Supplied material:
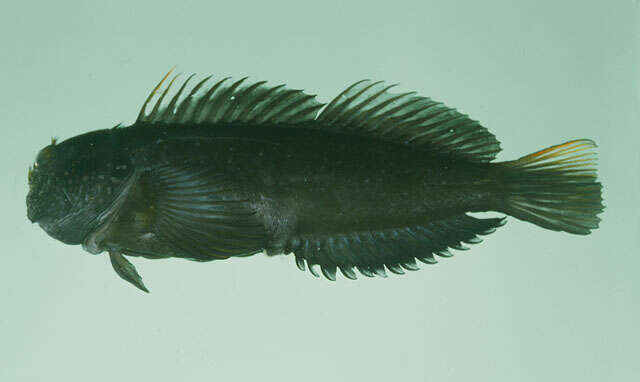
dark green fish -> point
(372, 180)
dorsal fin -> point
(368, 108)
(228, 100)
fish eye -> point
(44, 156)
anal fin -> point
(394, 249)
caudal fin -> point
(556, 188)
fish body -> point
(374, 181)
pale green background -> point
(526, 305)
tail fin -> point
(556, 188)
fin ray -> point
(394, 249)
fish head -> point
(70, 186)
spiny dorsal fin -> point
(368, 108)
(227, 100)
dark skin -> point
(315, 182)
(229, 168)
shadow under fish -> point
(372, 181)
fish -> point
(372, 181)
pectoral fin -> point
(126, 270)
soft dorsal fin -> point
(228, 100)
(368, 108)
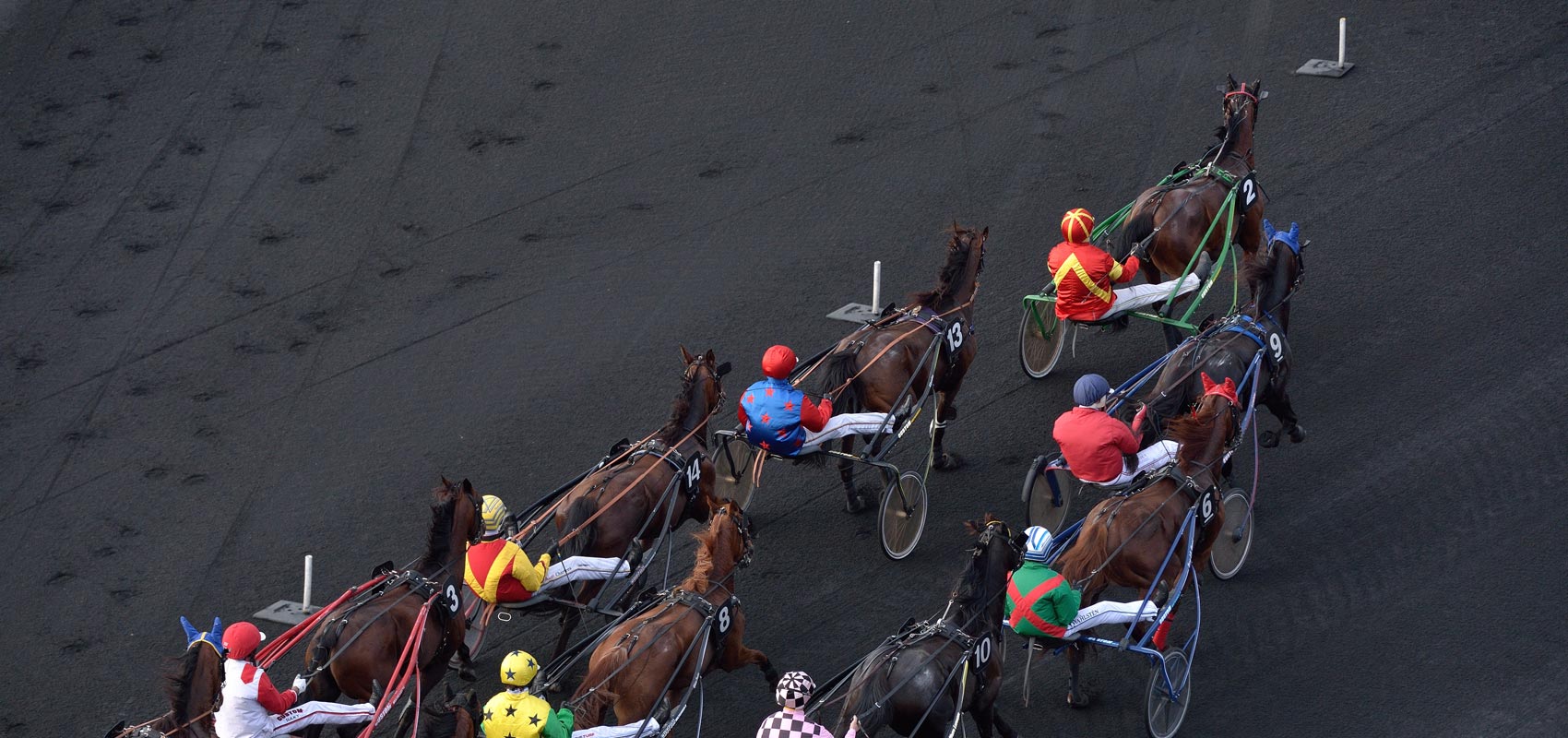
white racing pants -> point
(1156, 457)
(306, 715)
(837, 426)
(634, 731)
(1108, 613)
(584, 569)
(1135, 296)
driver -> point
(1084, 275)
(783, 421)
(499, 571)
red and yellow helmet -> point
(1077, 224)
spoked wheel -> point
(1236, 536)
(1165, 713)
(1039, 339)
(732, 470)
(1048, 494)
(902, 514)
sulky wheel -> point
(1048, 508)
(1039, 339)
(1165, 713)
(902, 514)
(732, 470)
(1236, 538)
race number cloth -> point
(853, 423)
(1039, 602)
(499, 571)
(1084, 275)
(522, 715)
(792, 724)
(244, 715)
(1135, 296)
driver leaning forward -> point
(1039, 602)
(783, 421)
(497, 569)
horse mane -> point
(674, 428)
(956, 257)
(1194, 431)
(438, 544)
(177, 682)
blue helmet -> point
(1035, 544)
(1088, 389)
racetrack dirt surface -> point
(267, 269)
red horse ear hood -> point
(1227, 389)
(778, 363)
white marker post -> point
(857, 312)
(292, 613)
(1325, 67)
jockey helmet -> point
(494, 514)
(1090, 389)
(794, 690)
(1077, 224)
(778, 363)
(240, 639)
(1035, 542)
(517, 670)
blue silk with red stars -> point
(773, 415)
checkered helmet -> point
(795, 688)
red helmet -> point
(778, 363)
(1077, 224)
(240, 639)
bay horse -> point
(1227, 350)
(877, 363)
(192, 682)
(1124, 540)
(1167, 223)
(909, 684)
(647, 661)
(454, 717)
(602, 514)
(350, 650)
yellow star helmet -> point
(517, 670)
(493, 513)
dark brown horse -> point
(649, 661)
(878, 363)
(620, 514)
(909, 684)
(1124, 540)
(1167, 223)
(192, 684)
(454, 717)
(1225, 353)
(350, 650)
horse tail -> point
(837, 370)
(590, 711)
(576, 516)
(1139, 226)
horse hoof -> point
(947, 462)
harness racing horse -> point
(602, 516)
(1124, 540)
(455, 717)
(351, 649)
(878, 363)
(653, 660)
(192, 682)
(911, 681)
(1167, 223)
(1227, 350)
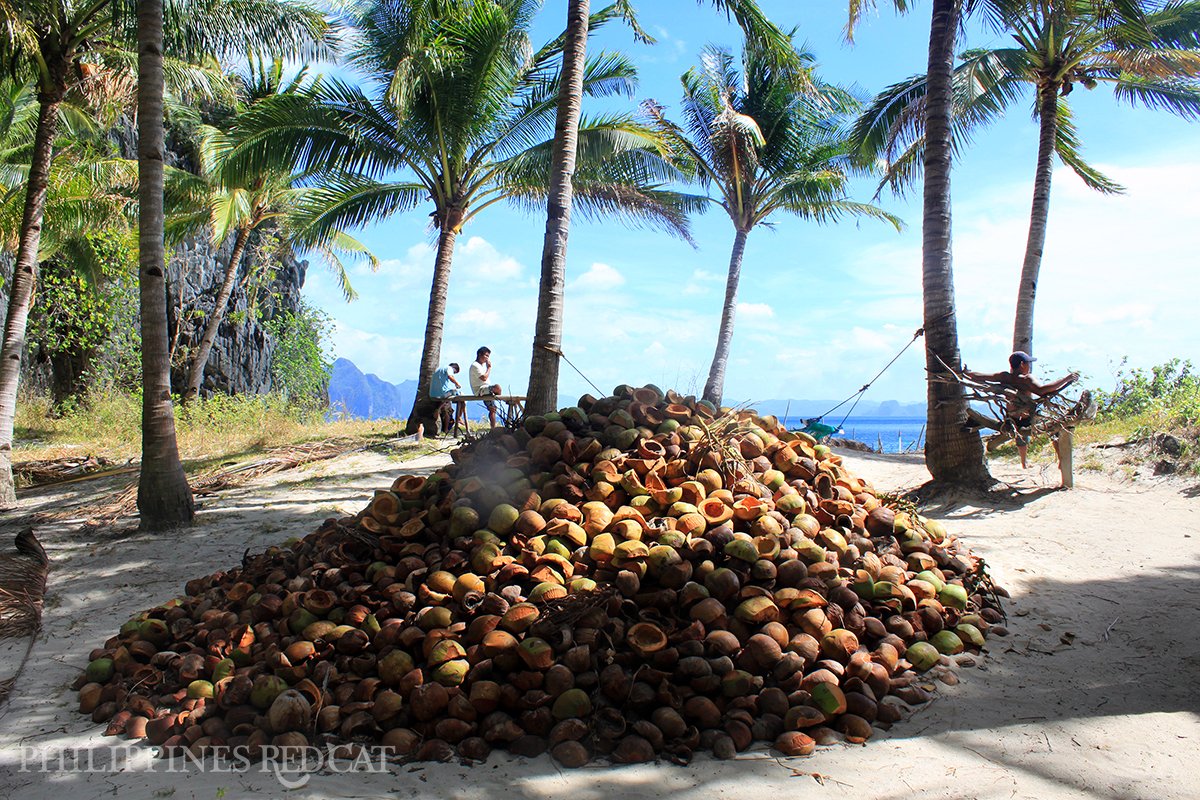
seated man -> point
(445, 386)
(1021, 407)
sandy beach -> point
(1092, 695)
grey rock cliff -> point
(240, 361)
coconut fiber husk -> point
(640, 576)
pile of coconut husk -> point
(633, 577)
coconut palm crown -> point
(231, 205)
(763, 140)
(1147, 53)
(60, 43)
(460, 107)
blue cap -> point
(1020, 356)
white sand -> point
(1093, 695)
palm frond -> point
(1067, 146)
(1180, 97)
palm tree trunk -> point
(165, 500)
(196, 374)
(543, 392)
(1023, 328)
(431, 352)
(953, 452)
(24, 276)
(715, 385)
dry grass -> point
(214, 429)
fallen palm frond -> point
(58, 470)
(276, 459)
(22, 589)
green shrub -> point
(300, 362)
(1168, 394)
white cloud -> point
(599, 277)
(755, 313)
(701, 282)
(479, 318)
(480, 260)
(388, 356)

Problem statement: Produce an exact copy of each line of data, skipping embedded images.

Output of the task:
dark green fish -> point
(372, 180)
dorsal fin -> point
(368, 108)
(228, 100)
fish eye -> point
(44, 156)
anal fin -> point
(394, 249)
caudal fin -> point
(556, 188)
fish body -> point
(374, 181)
pale green background -> point
(526, 305)
tail fin -> point
(556, 188)
fin ray -> point
(394, 249)
fish head -> point
(70, 186)
spiny dorsal fin -> point
(368, 108)
(227, 100)
dark skin -> point
(315, 182)
(229, 168)
shadow under fish -> point
(372, 181)
fish -> point
(372, 181)
pectoral fin -> point
(126, 270)
soft dorsal fin -> point
(228, 100)
(368, 108)
white racing pants -> point
(1156, 457)
(306, 715)
(837, 426)
(634, 731)
(1108, 613)
(584, 569)
(1135, 296)
driver -> point
(1084, 275)
(783, 421)
(499, 571)
red and yellow helmet -> point
(1077, 224)
spoked wheel -> point
(1236, 536)
(1165, 713)
(1039, 339)
(732, 470)
(1048, 494)
(902, 514)
sulky wheel -> point
(1048, 508)
(1039, 339)
(1165, 713)
(902, 514)
(732, 470)
(1236, 538)
race number cloth -> point
(853, 423)
(1039, 602)
(499, 571)
(1084, 275)
(522, 715)
(792, 724)
(244, 715)
(1135, 296)
driver leaning forward -> point
(1039, 602)
(783, 421)
(497, 569)
horse mane -> point
(674, 428)
(956, 257)
(1194, 431)
(438, 544)
(177, 682)
blue helmet -> point
(1035, 544)
(1088, 389)
racetrack dirt surface -> point
(267, 269)
red horse ear hood -> point
(1227, 389)
(778, 363)
white marker post -> point
(857, 312)
(292, 613)
(1325, 67)
jockey helmet -> point
(494, 514)
(1090, 389)
(794, 690)
(1077, 224)
(778, 363)
(240, 639)
(1035, 542)
(517, 670)
blue silk with red stars -> point
(773, 415)
checkered helmet -> point
(795, 688)
red helmet -> point
(778, 363)
(1077, 224)
(240, 639)
bay horse -> point
(1227, 350)
(877, 363)
(192, 682)
(1124, 540)
(1167, 223)
(909, 684)
(647, 661)
(454, 717)
(602, 514)
(350, 650)
yellow star helmet -> point
(517, 670)
(493, 513)
dark brown horse -> point
(649, 661)
(878, 363)
(620, 514)
(909, 684)
(1124, 540)
(1167, 223)
(192, 684)
(454, 717)
(1225, 353)
(350, 650)
horse tail -> point
(837, 370)
(590, 711)
(576, 516)
(1139, 226)
horse hoof -> point
(947, 462)
harness racing horse -> point
(602, 516)
(1124, 540)
(455, 717)
(351, 649)
(878, 363)
(653, 660)
(192, 682)
(911, 681)
(1167, 223)
(1227, 350)
seated man -> point
(445, 386)
(1021, 407)
sandy beach -> point
(1092, 695)
grey rock cliff -> point
(240, 361)
coconut fiber husk -> point
(640, 576)
pile of coconut husk -> point
(633, 577)
coconut palm crown -> point
(231, 205)
(763, 140)
(1147, 53)
(60, 43)
(460, 107)
blue cap -> point
(1020, 356)
white sand -> point
(1093, 695)
palm frond -> point
(1067, 146)
(1180, 97)
palm tree trunk -> point
(165, 500)
(196, 374)
(543, 392)
(1023, 328)
(431, 352)
(953, 452)
(24, 276)
(715, 385)
dry grass -> point
(214, 429)
fallen palm frond -> point
(58, 470)
(276, 459)
(22, 589)
green shrub -> point
(300, 362)
(1168, 394)
white cloud -> point
(599, 277)
(755, 313)
(701, 282)
(479, 318)
(480, 260)
(388, 356)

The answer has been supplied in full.